Could you copy out every one of the rows below word for word, omitting the pictures?

--- Begin ---

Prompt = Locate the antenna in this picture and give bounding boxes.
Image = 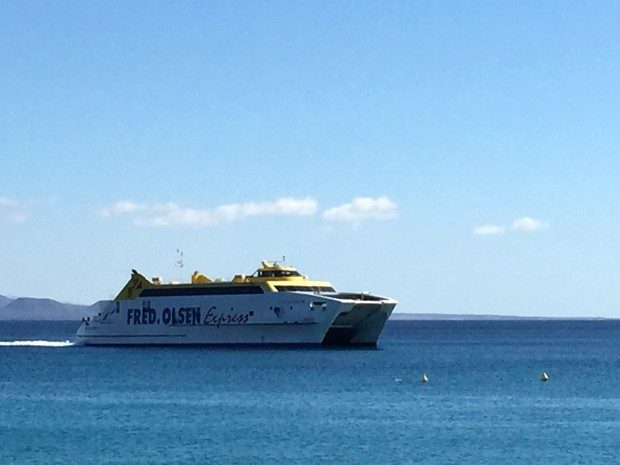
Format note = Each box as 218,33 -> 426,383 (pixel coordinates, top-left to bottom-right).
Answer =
175,249 -> 185,282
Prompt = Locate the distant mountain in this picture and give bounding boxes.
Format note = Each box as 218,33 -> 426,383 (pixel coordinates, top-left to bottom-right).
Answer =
0,295 -> 14,308
0,297 -> 94,321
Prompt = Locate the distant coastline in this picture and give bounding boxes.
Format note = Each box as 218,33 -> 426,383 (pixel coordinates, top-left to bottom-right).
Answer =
0,295 -> 618,321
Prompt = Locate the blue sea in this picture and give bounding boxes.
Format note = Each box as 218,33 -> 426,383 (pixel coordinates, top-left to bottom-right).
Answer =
0,321 -> 620,465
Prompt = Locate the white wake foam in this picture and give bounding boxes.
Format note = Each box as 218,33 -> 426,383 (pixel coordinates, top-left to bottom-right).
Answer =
0,341 -> 74,347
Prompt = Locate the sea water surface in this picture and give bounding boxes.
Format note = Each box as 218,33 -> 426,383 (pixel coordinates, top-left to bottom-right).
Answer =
0,320 -> 620,465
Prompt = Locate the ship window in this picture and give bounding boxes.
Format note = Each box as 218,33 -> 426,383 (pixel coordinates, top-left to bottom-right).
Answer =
256,270 -> 301,278
276,286 -> 336,292
140,286 -> 264,297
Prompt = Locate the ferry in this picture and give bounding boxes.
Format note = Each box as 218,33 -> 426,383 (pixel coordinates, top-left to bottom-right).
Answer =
76,262 -> 397,347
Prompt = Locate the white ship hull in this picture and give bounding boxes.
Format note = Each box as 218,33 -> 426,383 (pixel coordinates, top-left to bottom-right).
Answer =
77,292 -> 396,346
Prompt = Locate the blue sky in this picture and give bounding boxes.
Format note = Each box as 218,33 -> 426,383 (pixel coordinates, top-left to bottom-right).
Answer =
0,1 -> 620,317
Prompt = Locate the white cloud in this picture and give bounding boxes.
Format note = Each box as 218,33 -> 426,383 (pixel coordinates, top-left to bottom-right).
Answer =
473,216 -> 549,236
323,196 -> 398,223
101,197 -> 317,227
474,224 -> 506,236
512,216 -> 549,232
101,200 -> 148,218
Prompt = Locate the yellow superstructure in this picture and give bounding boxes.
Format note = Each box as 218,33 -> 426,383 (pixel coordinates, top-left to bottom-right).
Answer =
115,261 -> 334,300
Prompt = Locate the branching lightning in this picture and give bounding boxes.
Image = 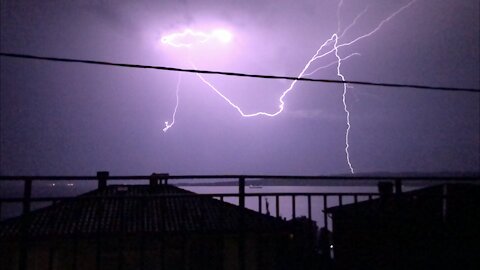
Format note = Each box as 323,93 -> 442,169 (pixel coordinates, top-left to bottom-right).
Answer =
163,73 -> 182,132
161,0 -> 417,174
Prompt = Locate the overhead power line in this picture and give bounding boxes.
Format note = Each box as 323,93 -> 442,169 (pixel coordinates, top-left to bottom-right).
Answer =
0,52 -> 480,93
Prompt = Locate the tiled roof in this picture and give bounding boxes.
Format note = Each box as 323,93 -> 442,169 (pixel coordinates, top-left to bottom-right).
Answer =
0,185 -> 286,240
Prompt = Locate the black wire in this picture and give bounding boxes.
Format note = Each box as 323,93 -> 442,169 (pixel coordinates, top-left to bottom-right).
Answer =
0,52 -> 480,93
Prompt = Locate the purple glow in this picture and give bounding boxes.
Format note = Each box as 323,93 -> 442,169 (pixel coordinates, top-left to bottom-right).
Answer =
161,29 -> 233,48
162,0 -> 416,174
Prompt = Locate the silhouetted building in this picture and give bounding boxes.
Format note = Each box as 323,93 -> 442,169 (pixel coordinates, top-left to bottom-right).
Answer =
327,184 -> 480,269
0,183 -> 308,270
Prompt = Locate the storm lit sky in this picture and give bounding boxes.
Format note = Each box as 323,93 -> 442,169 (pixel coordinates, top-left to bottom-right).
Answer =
0,0 -> 480,175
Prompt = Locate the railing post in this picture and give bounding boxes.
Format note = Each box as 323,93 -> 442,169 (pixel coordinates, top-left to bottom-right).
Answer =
238,177 -> 245,208
238,176 -> 246,270
18,179 -> 32,270
23,179 -> 32,215
97,171 -> 110,189
395,179 -> 402,195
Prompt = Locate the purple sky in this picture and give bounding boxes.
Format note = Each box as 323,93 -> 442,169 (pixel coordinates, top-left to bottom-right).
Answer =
0,0 -> 480,175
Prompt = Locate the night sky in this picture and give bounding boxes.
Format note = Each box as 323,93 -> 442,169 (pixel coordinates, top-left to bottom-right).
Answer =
0,0 -> 480,175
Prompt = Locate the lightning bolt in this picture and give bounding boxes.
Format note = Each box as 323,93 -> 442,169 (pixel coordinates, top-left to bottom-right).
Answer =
163,72 -> 182,132
162,0 -> 417,174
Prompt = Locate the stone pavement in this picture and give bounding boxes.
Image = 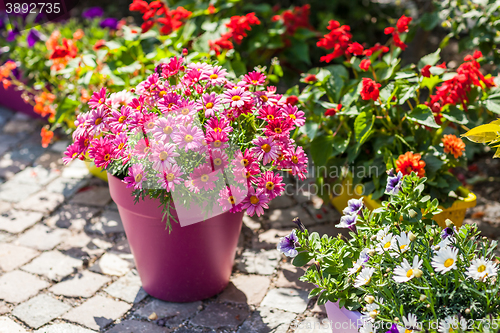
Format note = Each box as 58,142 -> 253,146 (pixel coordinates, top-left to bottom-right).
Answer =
0,108 -> 339,333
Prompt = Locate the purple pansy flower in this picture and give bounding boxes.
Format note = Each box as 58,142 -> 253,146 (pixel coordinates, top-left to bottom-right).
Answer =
385,170 -> 403,195
26,29 -> 41,48
82,7 -> 104,20
99,17 -> 118,30
342,198 -> 364,215
277,230 -> 299,258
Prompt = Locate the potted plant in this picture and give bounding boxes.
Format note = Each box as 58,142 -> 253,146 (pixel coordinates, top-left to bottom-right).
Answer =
65,57 -> 307,302
287,15 -> 499,224
278,173 -> 500,333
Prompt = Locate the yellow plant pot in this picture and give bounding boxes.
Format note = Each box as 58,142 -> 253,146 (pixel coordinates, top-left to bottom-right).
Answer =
330,176 -> 477,228
85,161 -> 108,182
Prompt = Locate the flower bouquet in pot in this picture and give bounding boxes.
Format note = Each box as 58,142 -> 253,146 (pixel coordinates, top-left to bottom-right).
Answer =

--- End ---

EXERCISE RESPONSE:
Prompt = Locate the antenna in this picture and give bounding boxes.
Image = 
Format note = Each box as 218,33 -> 426,383 (pixel coordinates, top-left to bottom-right).
Answer =
175,249 -> 185,282
Prompt = Locate the distant mountain in this picture and give bounding boxes.
Format note = Each box as 218,33 -> 426,383 (pixel coordinates, top-left to bottom-right).
Answer =
0,295 -> 14,308
0,297 -> 94,321
Prompt = Locate the distant coastline in this picture and give bounding boxes.
Format note = Each box as 218,33 -> 426,383 (pixel coordinates, top-left to bottom-right).
Answer =
0,295 -> 618,321
Prompt = Locate the blue sea in this picture and give bounding boxes.
Format note = Each box as 218,33 -> 426,383 (pixel coordinates, top-left to bottom-right).
Answer =
0,321 -> 620,465
Prompt = Locate the white wake foam in this picture and give bounding boxes.
Format note = Each box as 218,33 -> 426,383 (pixel coordinates, top-left to bottom-right).
Answer =
0,341 -> 74,347
Prompt = Locate the sea water surface in this picture and give bounding boxes.
Format note = Each box as 218,33 -> 426,383 (pixel coordinates, top-left to bottom-right).
Answer =
0,320 -> 620,465
Prompt = Locate the ship window in this picture and give bounding boxes.
Format note = Each box as 218,33 -> 426,383 (pixel coordinates, top-left to bottom-right).
Answer =
256,270 -> 301,278
276,286 -> 336,292
140,286 -> 264,297
Prompt = Locate the ferry in this picture and give bounding boxes.
Format note = Each box as 218,33 -> 426,383 (pixel coordinates, top-left to bottom-right).
Answer =
76,262 -> 397,347
Prompt = Locate the white ship hull in this picture and give bounding boxes.
Format note = Each box as 218,33 -> 426,383 (pixel coordinates, top-left to bottom-right).
Answer =
77,292 -> 396,346
Prompt = Locate the blue sky in this picture and give bounding boxes.
Format note = Each box as 218,33 -> 426,383 (pixel coordinates, top-left to bottom-right).
Answer =
0,1 -> 620,317
Prompt = Locate the white cloud in this picture and give bounding boxes.
Format note = Each box as 218,33 -> 426,383 (pixel coordinates, top-left to bottom-right).
Answer =
473,216 -> 549,236
323,196 -> 398,223
101,197 -> 317,227
474,224 -> 506,236
512,216 -> 549,232
101,200 -> 148,218
Prompt = Locate the yellow superstructure in this picture and give bounding boxes.
Format note = Each box as 218,33 -> 426,383 (pixel coordinates, top-left to bottom-right).
Answer =
115,261 -> 334,300
Prompt = Locate the branching lightning in this picture and give bounding boxes.
Image = 
Format note = Each box as 323,93 -> 442,169 (pixel coordinates, top-left to bottom-right).
Answer =
163,73 -> 182,132
161,0 -> 417,174
Prompt = Locate the overhead power line in this picture and give bounding boxes.
Format note = Each box as 323,93 -> 442,169 (pixel coordinates, top-left to bottom-right).
Answer =
0,52 -> 480,93
Prompt = Locate the tiled roof in this picture and give bounding boxes.
Format note = Each box as 323,93 -> 442,169 (pixel coordinates, top-left to bottom-right).
Answer =
0,185 -> 286,240
Prompt = Locate the black wire in this picture and give bounding boxes.
Format note = Each box as 323,93 -> 442,169 (pixel coordinates, top-left to bottom-right).
Answer =
0,52 -> 480,93
Prompt = Locate the purple glow in this picture and give bounding boxes.
Format note = Each box as 323,93 -> 442,169 (pixel coordinates, top-left to bottom-right).
Answer =
161,29 -> 233,48
162,0 -> 416,174
Prompt = Locate the silhouetted building in this picture and give bounding boxes.
Format note = Each box as 323,93 -> 442,169 (pixel coordinates, top-left to bottom-right).
Answer =
327,184 -> 480,269
0,183 -> 308,270
Prompt = Locate the storm lit sky in this picture and give bounding boxes.
Format note = Each box as 323,93 -> 442,169 (pixel coordinates, top-left to bottom-right).
Answer =
0,0 -> 480,175
Prompt = Locate the railing post in this picture and give bounding boxes.
Format note = Each box as 323,93 -> 442,169 (pixel coordinates, top-left to bottom-right).
Answer =
238,177 -> 245,208
238,176 -> 246,270
18,179 -> 32,270
23,179 -> 32,215
97,171 -> 110,189
395,179 -> 402,195
Prompt = Locate the purple sky in this picture and give bounding boxes.
Format note = Each box as 323,93 -> 442,169 (pixel coordinates, top-left to bottom-right).
Answer =
0,0 -> 480,175
Prompt = Locate the night sky in this picture and give bounding boxes.
Format note = Each box as 323,93 -> 442,169 (pixel coordinates, top-left to bottom-right).
Answer =
0,0 -> 480,175
Prompt = Locate the lightning bolt in this picture and give bounding boxes.
Format note = Each box as 323,93 -> 442,169 (pixel coordinates, top-left to bottom-right).
Answer =
163,72 -> 182,132
162,0 -> 417,174
Prompt = Locate the stone pavement in this picture and give bounding boxes.
Image = 
Format note = Each box as 58,142 -> 253,146 (pixel coordinates, top-left to bottom-right).
Answer =
0,108 -> 339,333
Prompt = Locate the purple pansy flower in this picture and give bounding boxes.
Format note = Each box as 58,142 -> 253,146 (pixel coordinates, top-left to bottom-right).
Answer =
385,170 -> 403,195
26,29 -> 41,48
82,7 -> 104,20
99,17 -> 118,30
342,198 -> 364,215
277,230 -> 299,258
Prompt = Locate the potted plant in this picture and give bounding boxes.
Format note = Each box as 58,142 -> 253,146 (pixel coordinates, top-left to bottom-right).
Answer =
65,57 -> 307,302
287,15 -> 499,224
278,173 -> 500,333
Prompt = Locate the yellow plant pot in this picture and give bounding boxes.
Format note = Each box as 58,142 -> 253,146 (pixel coordinates, top-left to bottom-right).
Answer =
330,176 -> 477,228
85,161 -> 108,182
Prompt = Locate the flower bouquet in pot in this picture and give bounding boxes.
Format note = Each box as 58,142 -> 253,146 (pixel coordinates, top-left to bottom-right).
Answer =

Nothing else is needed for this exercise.